----- TEXT PASSAGE -----

India Medical Device Market: 2015-2018
August 5, 2015 | Business WireEstimated reading time: 1 minute
Research and Markets has announced the addition of the "The Medical Device Market: India" report to their offering.
India has the third largest GDP in Asia, behind China and Japan. Per capita GDP remains relatively low, however, at around US$1,488 in 2013. Economic growth hit a decade-low of 5.0% in 2012, but growth rates are expected to gradually pick up reaching 5.5% in 2013 and 6.0% in 2014. The forecasting average real GDP expansion of 6.4% per annum over the next five years, driven, ultimately, by the Indian consumer. However, per capita income will remain less than a third that of China's at US$2,435 in 2018.
The private sector is the dominant healthcare provider, particularly in urban areas, and as such is the major end-user of medical equipment. High quality, high tech products are sought after, particularly by facilities run by corporate groups such as Apollo Hospitals and Fortis Healthcare. An estimated 95% of all new hospital beds created in recent years have been in the private sector and future increased demand for medical equipment and supplies is likely to continue to come mainly from private sector hospitals and medical centres.
Health insurance uptake remains low; private health insurance funds less than 5.0% of private health spending and only around 3.2% of total health expenditure. Since 2008, the government has funded a scheme to provide health insurance coverage for the very poor, which currently covers around 32mn families.

----- INFORMATION GIVEN -----

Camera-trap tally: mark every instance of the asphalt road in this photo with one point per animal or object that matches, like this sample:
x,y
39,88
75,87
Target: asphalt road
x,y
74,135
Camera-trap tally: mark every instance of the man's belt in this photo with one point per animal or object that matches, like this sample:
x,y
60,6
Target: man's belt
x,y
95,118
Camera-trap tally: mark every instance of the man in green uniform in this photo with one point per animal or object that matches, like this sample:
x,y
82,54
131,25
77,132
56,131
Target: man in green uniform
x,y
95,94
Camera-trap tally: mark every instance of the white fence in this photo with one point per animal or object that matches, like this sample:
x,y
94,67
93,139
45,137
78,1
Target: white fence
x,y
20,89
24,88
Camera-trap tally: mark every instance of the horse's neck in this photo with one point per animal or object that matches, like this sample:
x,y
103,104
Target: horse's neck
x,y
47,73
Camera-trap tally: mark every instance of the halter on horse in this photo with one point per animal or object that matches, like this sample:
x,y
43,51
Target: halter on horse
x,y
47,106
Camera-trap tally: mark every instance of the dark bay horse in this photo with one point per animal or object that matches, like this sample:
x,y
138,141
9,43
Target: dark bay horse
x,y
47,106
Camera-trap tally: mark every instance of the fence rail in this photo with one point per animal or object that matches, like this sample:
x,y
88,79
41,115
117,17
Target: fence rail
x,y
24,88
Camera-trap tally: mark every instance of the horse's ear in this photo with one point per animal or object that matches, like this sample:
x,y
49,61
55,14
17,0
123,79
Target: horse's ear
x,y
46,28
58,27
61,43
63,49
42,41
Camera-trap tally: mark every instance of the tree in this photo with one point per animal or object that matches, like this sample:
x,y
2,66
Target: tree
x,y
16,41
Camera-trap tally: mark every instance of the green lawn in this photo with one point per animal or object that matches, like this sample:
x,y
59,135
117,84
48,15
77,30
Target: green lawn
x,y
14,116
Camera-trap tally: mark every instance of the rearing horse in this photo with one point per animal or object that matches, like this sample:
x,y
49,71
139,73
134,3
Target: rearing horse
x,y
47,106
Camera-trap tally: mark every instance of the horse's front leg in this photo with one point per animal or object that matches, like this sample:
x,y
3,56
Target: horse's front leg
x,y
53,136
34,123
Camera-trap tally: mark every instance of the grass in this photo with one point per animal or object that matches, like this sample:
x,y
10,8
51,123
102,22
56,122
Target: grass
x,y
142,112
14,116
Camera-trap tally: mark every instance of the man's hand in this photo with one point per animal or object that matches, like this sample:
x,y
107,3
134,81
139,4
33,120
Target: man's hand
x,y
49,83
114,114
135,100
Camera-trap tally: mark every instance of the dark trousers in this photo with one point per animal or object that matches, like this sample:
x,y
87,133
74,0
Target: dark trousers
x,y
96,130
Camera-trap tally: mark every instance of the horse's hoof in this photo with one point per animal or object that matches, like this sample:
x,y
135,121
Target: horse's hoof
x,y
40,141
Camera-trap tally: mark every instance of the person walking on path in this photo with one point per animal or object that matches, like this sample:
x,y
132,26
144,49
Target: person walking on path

-----

▸ PROMPT
In the India medical device market text, what share of new hospital beds created in recent years is estimated to have been in the private sector?

▸ ANSWER BOX
An estimated 95%.